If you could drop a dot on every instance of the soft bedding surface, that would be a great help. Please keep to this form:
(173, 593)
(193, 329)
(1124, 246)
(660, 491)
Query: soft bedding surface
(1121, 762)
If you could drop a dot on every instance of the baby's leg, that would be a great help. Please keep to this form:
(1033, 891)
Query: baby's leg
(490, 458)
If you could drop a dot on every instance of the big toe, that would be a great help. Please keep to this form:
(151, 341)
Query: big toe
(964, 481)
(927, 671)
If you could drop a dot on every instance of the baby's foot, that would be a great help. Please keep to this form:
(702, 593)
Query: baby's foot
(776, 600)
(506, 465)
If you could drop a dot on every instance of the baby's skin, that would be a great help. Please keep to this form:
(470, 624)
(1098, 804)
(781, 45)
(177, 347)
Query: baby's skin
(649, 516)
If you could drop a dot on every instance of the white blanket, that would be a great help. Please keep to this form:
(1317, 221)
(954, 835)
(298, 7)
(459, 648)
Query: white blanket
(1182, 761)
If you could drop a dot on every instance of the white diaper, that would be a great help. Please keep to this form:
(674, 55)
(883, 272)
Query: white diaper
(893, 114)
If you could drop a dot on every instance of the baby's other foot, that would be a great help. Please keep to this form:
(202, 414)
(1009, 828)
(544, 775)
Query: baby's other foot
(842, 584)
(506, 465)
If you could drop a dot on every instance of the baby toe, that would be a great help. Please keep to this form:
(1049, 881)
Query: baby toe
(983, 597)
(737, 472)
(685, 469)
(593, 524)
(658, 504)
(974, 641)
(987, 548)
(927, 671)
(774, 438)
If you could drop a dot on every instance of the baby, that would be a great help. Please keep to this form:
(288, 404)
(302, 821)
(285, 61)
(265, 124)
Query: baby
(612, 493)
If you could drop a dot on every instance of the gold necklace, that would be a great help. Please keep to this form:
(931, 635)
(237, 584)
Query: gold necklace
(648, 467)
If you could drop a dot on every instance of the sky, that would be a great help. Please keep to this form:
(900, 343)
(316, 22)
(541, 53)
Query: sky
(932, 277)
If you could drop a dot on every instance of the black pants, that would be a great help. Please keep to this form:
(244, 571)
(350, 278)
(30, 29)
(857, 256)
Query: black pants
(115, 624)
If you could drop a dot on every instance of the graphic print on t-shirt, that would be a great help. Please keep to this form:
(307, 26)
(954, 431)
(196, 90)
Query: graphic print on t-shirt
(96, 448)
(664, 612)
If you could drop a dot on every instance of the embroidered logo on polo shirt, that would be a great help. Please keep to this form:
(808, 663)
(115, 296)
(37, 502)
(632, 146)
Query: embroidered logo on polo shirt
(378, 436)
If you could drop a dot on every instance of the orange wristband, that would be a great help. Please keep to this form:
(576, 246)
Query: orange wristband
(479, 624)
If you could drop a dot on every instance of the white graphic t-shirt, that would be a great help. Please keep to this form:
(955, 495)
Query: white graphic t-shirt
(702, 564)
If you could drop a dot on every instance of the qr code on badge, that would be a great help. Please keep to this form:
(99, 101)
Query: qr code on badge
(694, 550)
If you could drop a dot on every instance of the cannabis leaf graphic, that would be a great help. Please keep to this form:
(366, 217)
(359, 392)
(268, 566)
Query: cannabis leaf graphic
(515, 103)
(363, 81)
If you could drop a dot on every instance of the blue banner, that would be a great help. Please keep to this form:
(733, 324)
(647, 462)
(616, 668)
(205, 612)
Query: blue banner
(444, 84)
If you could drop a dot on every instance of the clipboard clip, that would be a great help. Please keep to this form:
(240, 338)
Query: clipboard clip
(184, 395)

##############################

**Short problem:**
Output as a numbered list the lines from the one containing "of the blue" through the last line, omitting any blank lines.

**Answer below:**
1. If you could drop a dot on every instance of the blue banner, that would be a great help. Please keep to this form:
2. (733, 324)
3. (647, 462)
4. (616, 668)
5. (205, 612)
6. Query: blue banner
7. (444, 84)
8. If you could drop a dot on every instance of the clipboard clip, that would be a great help. Please keep to this form:
9. (240, 338)
10. Query: clipboard clip
11. (184, 395)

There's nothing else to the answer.